Problem requirements: Report how many lines below include "nose", giving the figure alone.

(Saved entries)
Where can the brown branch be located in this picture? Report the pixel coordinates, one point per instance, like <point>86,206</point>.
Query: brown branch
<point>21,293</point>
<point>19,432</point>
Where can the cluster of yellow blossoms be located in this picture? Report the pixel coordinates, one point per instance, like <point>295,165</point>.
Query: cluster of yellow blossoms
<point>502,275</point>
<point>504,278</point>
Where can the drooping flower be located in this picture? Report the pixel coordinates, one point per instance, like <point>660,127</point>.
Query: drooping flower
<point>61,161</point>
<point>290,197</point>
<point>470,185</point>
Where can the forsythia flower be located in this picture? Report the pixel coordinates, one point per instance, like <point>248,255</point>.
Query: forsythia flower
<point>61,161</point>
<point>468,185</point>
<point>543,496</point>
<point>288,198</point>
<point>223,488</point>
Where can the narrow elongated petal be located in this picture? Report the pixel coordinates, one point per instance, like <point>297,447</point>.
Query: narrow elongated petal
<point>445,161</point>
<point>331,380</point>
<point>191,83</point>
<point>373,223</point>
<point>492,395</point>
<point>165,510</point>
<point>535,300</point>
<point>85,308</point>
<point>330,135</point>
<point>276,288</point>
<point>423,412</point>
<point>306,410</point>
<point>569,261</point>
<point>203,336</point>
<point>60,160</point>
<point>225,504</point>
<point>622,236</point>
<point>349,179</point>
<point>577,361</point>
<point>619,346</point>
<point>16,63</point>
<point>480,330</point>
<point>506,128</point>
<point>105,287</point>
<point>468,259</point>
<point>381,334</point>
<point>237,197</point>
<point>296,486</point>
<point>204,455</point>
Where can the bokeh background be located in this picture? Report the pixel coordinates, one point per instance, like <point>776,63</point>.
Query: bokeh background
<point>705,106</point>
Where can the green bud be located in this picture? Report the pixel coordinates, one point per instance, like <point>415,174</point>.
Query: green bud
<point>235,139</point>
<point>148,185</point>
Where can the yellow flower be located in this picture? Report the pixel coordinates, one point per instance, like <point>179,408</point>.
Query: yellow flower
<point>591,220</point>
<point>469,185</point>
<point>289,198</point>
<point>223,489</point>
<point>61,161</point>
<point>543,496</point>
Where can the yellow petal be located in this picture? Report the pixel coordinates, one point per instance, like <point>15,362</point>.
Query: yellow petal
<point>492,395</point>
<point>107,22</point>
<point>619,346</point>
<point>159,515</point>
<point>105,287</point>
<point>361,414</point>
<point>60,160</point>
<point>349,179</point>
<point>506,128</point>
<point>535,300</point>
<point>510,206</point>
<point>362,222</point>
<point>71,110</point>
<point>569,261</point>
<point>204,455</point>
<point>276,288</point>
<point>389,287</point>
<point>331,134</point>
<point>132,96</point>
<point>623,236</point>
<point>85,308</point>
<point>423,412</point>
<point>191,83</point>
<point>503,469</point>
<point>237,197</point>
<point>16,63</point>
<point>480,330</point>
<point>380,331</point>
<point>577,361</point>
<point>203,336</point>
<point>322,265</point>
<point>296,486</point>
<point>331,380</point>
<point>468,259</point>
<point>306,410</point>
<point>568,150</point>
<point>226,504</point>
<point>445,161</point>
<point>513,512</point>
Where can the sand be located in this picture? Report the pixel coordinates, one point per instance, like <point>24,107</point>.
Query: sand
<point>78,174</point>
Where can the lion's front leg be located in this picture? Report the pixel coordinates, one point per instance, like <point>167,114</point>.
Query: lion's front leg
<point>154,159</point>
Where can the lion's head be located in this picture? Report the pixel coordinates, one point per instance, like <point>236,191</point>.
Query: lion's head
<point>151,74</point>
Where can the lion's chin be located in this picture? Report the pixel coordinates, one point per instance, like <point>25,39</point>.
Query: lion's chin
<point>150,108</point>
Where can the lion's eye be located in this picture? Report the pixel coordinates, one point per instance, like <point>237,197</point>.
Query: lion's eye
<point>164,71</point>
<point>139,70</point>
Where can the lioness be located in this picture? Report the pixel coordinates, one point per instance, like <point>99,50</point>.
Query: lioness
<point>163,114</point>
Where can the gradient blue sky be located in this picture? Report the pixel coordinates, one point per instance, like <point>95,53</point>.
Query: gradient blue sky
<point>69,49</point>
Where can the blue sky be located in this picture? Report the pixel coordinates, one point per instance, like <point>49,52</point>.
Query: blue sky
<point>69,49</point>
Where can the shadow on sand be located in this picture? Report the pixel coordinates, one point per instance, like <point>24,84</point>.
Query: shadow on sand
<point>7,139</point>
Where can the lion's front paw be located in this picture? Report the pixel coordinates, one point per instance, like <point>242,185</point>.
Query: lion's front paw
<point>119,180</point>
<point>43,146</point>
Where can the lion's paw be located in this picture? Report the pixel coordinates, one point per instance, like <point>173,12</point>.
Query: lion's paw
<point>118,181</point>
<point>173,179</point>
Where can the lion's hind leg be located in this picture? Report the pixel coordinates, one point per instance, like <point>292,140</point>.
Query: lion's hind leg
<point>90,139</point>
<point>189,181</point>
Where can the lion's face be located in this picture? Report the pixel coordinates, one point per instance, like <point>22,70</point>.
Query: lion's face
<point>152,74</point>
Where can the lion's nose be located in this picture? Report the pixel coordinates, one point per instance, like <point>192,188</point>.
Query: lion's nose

Answer for the task: 2